Directive
Return every line of the data below without changing a single character.

Point placement data:
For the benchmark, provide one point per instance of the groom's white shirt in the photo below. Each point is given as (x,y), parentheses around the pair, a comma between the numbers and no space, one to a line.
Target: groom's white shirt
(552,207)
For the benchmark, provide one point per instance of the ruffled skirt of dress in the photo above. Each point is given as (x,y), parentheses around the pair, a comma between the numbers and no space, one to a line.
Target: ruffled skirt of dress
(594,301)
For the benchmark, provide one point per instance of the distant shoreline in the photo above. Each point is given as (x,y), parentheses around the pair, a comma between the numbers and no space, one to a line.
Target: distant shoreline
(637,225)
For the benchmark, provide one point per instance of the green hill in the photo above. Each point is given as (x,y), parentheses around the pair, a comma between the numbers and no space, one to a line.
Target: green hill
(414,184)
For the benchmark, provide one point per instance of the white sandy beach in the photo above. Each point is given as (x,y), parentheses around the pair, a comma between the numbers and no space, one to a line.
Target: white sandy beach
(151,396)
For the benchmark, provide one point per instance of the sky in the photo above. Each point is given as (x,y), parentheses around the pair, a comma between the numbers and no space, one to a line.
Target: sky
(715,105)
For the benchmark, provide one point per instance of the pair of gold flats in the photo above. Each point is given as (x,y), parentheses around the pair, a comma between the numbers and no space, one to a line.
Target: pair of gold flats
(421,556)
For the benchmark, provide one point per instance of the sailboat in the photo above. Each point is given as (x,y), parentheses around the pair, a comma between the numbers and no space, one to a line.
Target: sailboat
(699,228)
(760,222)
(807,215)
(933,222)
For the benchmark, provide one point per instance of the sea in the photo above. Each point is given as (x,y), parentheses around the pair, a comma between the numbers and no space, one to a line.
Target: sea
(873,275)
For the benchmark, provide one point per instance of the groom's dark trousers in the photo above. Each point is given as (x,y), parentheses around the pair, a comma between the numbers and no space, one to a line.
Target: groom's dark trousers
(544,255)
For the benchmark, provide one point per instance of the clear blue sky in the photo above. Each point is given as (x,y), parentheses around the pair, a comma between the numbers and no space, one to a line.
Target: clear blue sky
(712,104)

Output of the task
For the benchmark, provide one point per instance of the groom's white shirt in the photo below. Each point is given as (x,y), parentheses around the pair, a comma between the numbers and no space, one to a line.
Target: groom's white shirt
(552,207)
For the benchmark, provide one point per instance of the ruffled skirt of dress in the photo above. Each point is given as (x,y), parentheses around the pair, a comma between the numbers and no space, one to a line.
Target: ruffled skirt of dress
(594,301)
For the benchmark, provide one point per instance of the distant shoreline in the photo above. Each point is given as (x,y), parentheses around the pair, a comma between the numbers and no space, one to a line.
Target: distant shoreline
(637,225)
For the benchmark, provide one point per instance of the green hill in the photo above. Each point is given as (x,y), parentheses around the pair, a comma between the numbers and no space, one to a line.
Target: green hill
(414,184)
For the benchmark, provide one point per instance of the white sandy beach in the photo above. Each point is given as (x,y), parentheses around the pair, a comma between the numbers and no space, one to a line.
Target: white sandy beach
(151,396)
For the benchmark, provide one point per instance of the sky in the photo above. Each point is given as (x,y), parentheses around the pair, a comma between the numbers and no space, one to a line.
Target: sky
(715,105)
For the benchmark, provide one point per instance of the pair of gold flats in the photo above. Each point is given as (x,y), parentheses around the pair, a comma between the numbers and no space, one to a line.
Target: pair of gold flats
(421,556)
For the benchmark, provide one point per instance of the sailboat in the photo above. Each point is given as (x,y), parentheses around the pair, a comma between the numbers and no space, one to a line.
Target: sailboat
(699,228)
(760,222)
(807,215)
(933,222)
For the benchmark, provide one point per instance of the sea in the photo above. Each point is given as (x,y), parentheses around the pair, a comma between the numbers and no space, one to a line.
Target: sea
(873,275)
For the benchmark, provide one point per instance of the groom's dark trousers in the photo above. Each point is given as (x,y), parentheses around the pair, a comma between the numbers and no space, one to a line.
Target: groom's dark trousers
(544,255)
For the benchmark, provide one point per instance of the clear blue sky in the photo above. Each point is given as (x,y), parentheses around the pair, a comma between the numbers and no space, one to a line.
Target: clear blue sky
(712,104)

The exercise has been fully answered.